* **WHAT IS EXPECTED**
Reduce the material below to its lines containing "every".

* **DATASET RECORDS**
╭──

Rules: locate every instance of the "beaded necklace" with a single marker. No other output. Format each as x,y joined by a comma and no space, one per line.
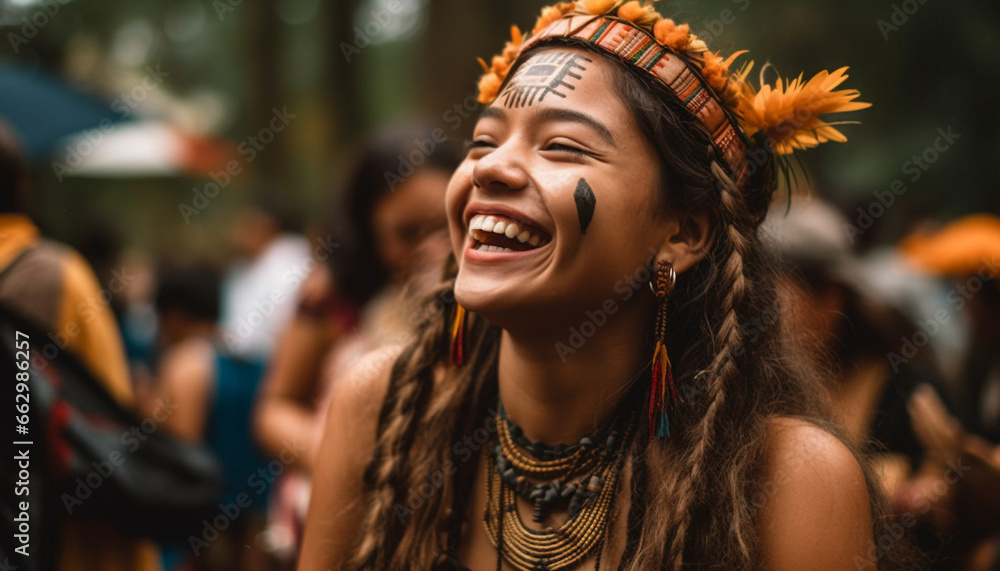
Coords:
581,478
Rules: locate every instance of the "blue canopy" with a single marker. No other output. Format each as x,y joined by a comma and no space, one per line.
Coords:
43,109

╰──
╭──

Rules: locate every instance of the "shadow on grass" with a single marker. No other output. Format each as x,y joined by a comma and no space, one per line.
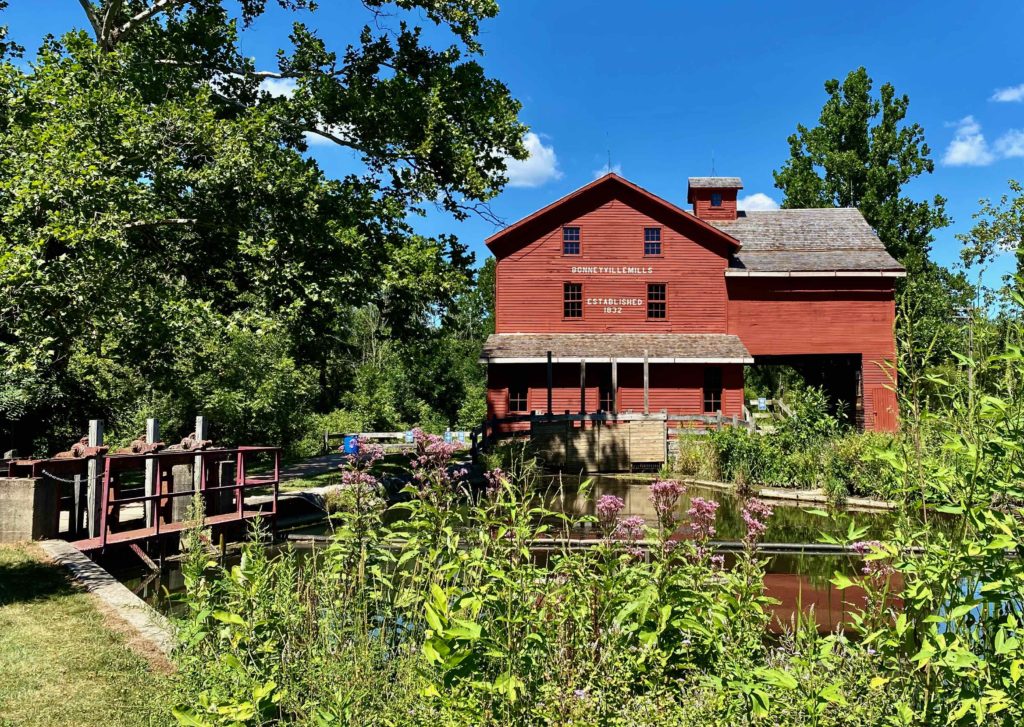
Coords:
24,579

╰──
╭──

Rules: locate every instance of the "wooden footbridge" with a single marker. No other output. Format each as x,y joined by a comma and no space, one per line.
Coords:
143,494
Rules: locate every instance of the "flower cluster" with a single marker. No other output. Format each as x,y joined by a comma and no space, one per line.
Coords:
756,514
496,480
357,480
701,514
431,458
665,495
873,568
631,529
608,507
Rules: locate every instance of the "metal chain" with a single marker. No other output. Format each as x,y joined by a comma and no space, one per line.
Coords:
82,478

╰──

* **EXERCISE SOLUTION**
Rules: locate every instance of the "beaded necklace" with a single marker. No other output. Format each as x,y joined by a comma and no space, one per line.
Rules: locate every instance of the "blue canopy" with a single marker. No other output. Format each as x,y joined by a comma and no space, one per line.
Rules: locate every instance of the "shadow on grass" with a single marker. No other output. Format each as x,y joined by a comma and no space, one per line.
Rules: locate every instance of the "wooden footbridge" with a single marker. No other output. Format each as x,y joined by a comma and no space, one per line.
Rules: locate every instance of the "flower cluster" with a single marker. No other output. Format each as x,y joined by a comma and no space, one per line.
Rules: locate every instance of the "metal chain" with a single marker. No other output. Format each as x,y joined by a comma and no space, one per line.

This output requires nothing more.